[[ Dataset entries open ]]

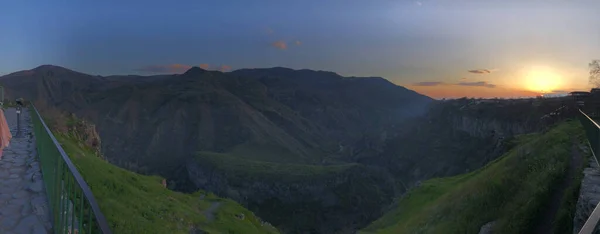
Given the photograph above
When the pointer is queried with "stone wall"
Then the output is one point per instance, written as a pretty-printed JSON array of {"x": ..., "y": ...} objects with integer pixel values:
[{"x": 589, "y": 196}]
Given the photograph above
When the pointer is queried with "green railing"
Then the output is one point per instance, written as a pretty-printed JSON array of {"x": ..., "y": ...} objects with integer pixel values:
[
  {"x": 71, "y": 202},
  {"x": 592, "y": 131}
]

[[ Dataset entries closed ]]
[[ Dataset entries open ]]

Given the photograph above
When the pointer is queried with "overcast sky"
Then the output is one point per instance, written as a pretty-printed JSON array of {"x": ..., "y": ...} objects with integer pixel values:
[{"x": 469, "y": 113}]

[[ Dataset entries closed ]]

Required work:
Return the total number of lines in the records that contain "queried", without any explanation.

Output for this task:
3